:: Document excerpt ::
━━━━━━━━━━━━━━━━
The year 2011 was another year of growth in our household......trying to get closer to God, trying to maintain a Christian family in a very secular culture, trying to form our kids spiritually with character, and preparing each of them for that great mission God has for each one of us. Trying to raise teenage kids in the faith with those aspirations is a real challenge.
Chicago. Among the highlights of the year were our visits to Chicago and Maryknoll, NY. In May, I took John-Paul to Chicago to start an internship with, first, a Polish banker and then his cousin Mark, an entrepreneur who founded his own firm for training people in the intricacies of the options market. On the day after our arrival, May 15, we picked up Stephanie, who flew into Chicago from Thomas Aquinas College just outside of Los Angeles. Being big on family, she wanted to visit the Chicago Sebastians and see a little of Chicago. In the meantime, Jaga stayed home with Joseph who was still in school and took over Naomi's nine hour weekend job as cashier at the El Toril Mexican restaurant.
We had a great time as the three kids got to know better their Uncle John, Aunt Kathleen, and cousins Michelle and Mark together with their beautiful families. We met Shawn & Michelle's two babies, Isabella and Emilia, plus Mark and Lauren's Baby Mark for the first time.
We also had the opportunity to spend a day at Chicago's huge art museum and another day at the Museum of Science & Industries, where they had an extensive temporary exhibit, “Body Works”. It was so fascinating that we spent most of our time on that extensive exhibit alone. They plasticized human cadavers and in each isolated a different system of the body......the brain and nervous system (the greatest unknown frontier of the universe), circulatory, respiratory, digestive, reproductive, muscles & tendons for motion, and the many different organs within each system. From the very first exhibit, the placenta in which they highlighted the immense network of arteries and veins......all I could see and hear constantly shouting at me was design, design, design, design. I was overwhelmed by it all. Our human bodies are amazing and ingenious feats of engineering. This is especially evident in watching gymnastics in the Olympics or at a meet. How can even the most talented and brilliant secularist ever assert that all that came by chance and by chance alone over millions and millions of years through unguided natural selection, thus violating the Second Law of Entropy? (Of course, this does not preclude the possibility of evolution by intelligent design.) To believe that would have to be a tremendous leap of faith in itself. The probability of such a random occurrence would have to be infinitesimal if not impossible.....like constantly mixing together an infinite number of parts of a huge junkyard and coming up with a Boeing 747. That Body Works exhibit left an indelible mark on my mind. See www.msichicago.org , www.bodyworlds.com, and http://chicago.metromix.com .
John took us and his granddaughter Isabella to the huge Chicago zoo and to the American Shrine of the Little Flower in Darien, IL. See http://www.littleflower.org. The latter beautifully complemented my visit to Lisieux, France, back in 1962.
━━━━━━━━━━━━━━━━
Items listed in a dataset
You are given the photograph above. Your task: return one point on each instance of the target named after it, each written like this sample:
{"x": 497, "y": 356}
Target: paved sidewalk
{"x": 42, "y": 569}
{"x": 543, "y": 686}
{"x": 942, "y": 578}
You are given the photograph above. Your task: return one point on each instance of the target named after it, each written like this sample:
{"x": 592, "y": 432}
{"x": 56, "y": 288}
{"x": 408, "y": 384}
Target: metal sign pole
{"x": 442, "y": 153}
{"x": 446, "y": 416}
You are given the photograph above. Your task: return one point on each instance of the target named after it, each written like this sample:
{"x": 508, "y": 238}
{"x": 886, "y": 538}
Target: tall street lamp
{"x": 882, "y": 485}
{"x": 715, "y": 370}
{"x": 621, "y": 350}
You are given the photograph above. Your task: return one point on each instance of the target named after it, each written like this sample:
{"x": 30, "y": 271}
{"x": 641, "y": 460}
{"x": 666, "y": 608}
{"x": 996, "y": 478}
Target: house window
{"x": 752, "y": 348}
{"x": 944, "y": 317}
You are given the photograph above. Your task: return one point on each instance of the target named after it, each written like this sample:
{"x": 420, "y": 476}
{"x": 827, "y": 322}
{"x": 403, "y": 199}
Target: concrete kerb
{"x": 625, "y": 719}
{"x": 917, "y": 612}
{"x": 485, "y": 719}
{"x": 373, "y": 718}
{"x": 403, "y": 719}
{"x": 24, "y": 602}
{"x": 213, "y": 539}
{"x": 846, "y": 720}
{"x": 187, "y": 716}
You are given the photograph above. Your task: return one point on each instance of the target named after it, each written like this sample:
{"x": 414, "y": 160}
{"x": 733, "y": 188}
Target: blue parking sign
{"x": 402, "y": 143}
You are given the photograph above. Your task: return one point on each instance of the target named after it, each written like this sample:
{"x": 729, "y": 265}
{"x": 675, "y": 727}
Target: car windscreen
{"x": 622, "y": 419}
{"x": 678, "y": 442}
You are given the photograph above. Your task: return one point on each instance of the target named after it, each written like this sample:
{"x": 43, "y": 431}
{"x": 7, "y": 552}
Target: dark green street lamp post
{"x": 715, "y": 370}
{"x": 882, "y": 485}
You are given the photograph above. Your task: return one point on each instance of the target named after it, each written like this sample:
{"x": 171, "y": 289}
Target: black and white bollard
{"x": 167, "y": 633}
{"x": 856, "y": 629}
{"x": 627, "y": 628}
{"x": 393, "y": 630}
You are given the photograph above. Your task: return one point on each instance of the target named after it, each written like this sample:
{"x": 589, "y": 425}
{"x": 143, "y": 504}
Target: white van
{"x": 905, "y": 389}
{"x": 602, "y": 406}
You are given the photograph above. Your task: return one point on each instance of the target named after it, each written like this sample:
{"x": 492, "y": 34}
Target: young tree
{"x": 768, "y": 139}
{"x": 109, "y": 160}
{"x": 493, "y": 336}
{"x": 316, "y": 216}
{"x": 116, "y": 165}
━━━━━━━━━━━━━━━━
:: Task statement ::
Carry on the family's 2011 letter past its last sentence, which ends the paragraph about the zoo and the Little Flower shrine. The records were drawn from a different source than the family's 2011 letter.

:: Answer box ::
We left John-Paul in Chicago and headed back. On the way in northwestern Indiana, we stumbled upon a shrine to Christ's Passion with its life size Stations of the Cross. See www.shrineofchristspassion.org. Then came our stop in Evansville, Indiana, where we visited the cloister of the St. Clare Sisters to see an old friend, Sister Jane DeLand, with whom I worked in Arequipa, Peru, in the middle 1960s. She's a former psychiatric nurse and MBA public health administrator. She's the prioress at a young 75, one of the youngest of the nuns there. It was inspiring to see those old nuns ever so faithful for so many years, making Eucharistic hosts and praying for our world so much in need of prayers. Pray for vocations! When your parish needs hosts, have it order them from one of the cloistered convents in your area, not from a factory. See http://poorclare.org/evansville/.
We stumbled upon Santa Claus, Indiana, where they celebrate and market Christmas products all year round. See www.santaclausin.com. Then we stumbled upon Abraham Lincoln's boyhood home with the museum and a live replica of their family farm with costumed pioneers. Caught in a rainstorm, we had a very interesting visit in the farmhouse. See http://www.nps.gov/libo/index.htm. Then we passed around the outskirts of Cincinnati and called John and Ann. They were on their way out; so that ruled out seeing them and their beautiful kids: Mary, Kate, and John.
Greg Loya's Ordination to the Diaconate in Parma, Ohio. On May 29, our entire family had the privilege of witnessing the ordination of Greg Loya as a new deacon at Holy Spirit Byzantine Catholic Cathedral (See www.holyspiritbyzantine.org and www.parma.org). It was a beautiful liturgy in which John and priests of the Loya clan participated. Also beautiful was the participation of all six (count them) sons of Greg and Kate as altar boys. The Loya clan is richly blessed with vocations. May other families be so richly blessed. Pray for vocations!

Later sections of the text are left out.